## RECORDS FOR THE TASK
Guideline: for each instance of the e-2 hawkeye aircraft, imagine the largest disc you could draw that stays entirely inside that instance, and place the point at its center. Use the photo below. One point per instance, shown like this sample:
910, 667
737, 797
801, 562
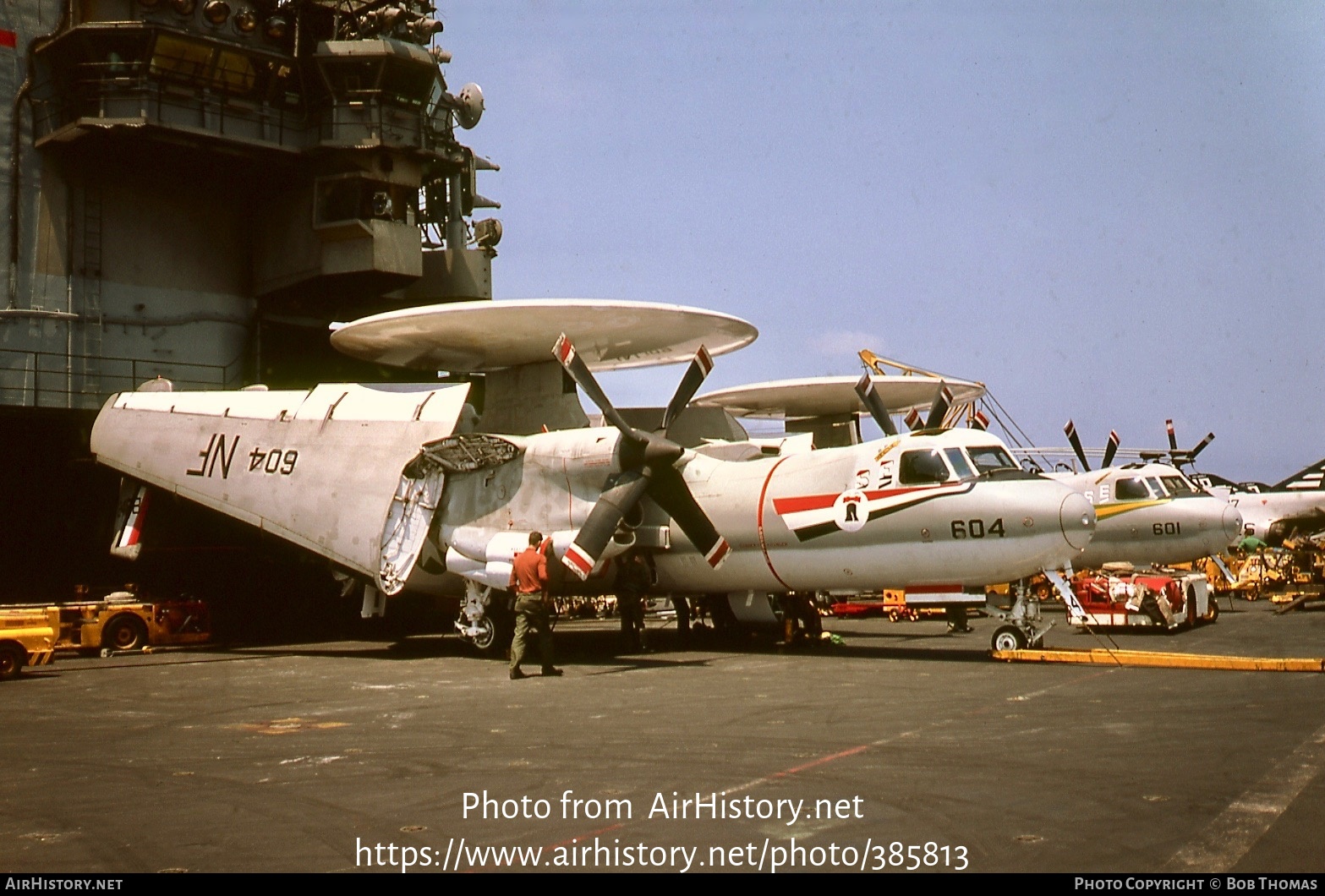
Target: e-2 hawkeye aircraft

## WHAT NEEDS TO BE DONE
Go through the records and copy each line with "aircraft" in it.

## SOLUTION FOR THIS EXERCISE
Guideline: for each instance of the e-2 hawkeye aircraft, imagine the largest disc you could draw that stays entirely inside that instance, and place the point at its center. Use the photo below. One point per instance, shown like this sample:
Target: e-2 hawkeye aircraft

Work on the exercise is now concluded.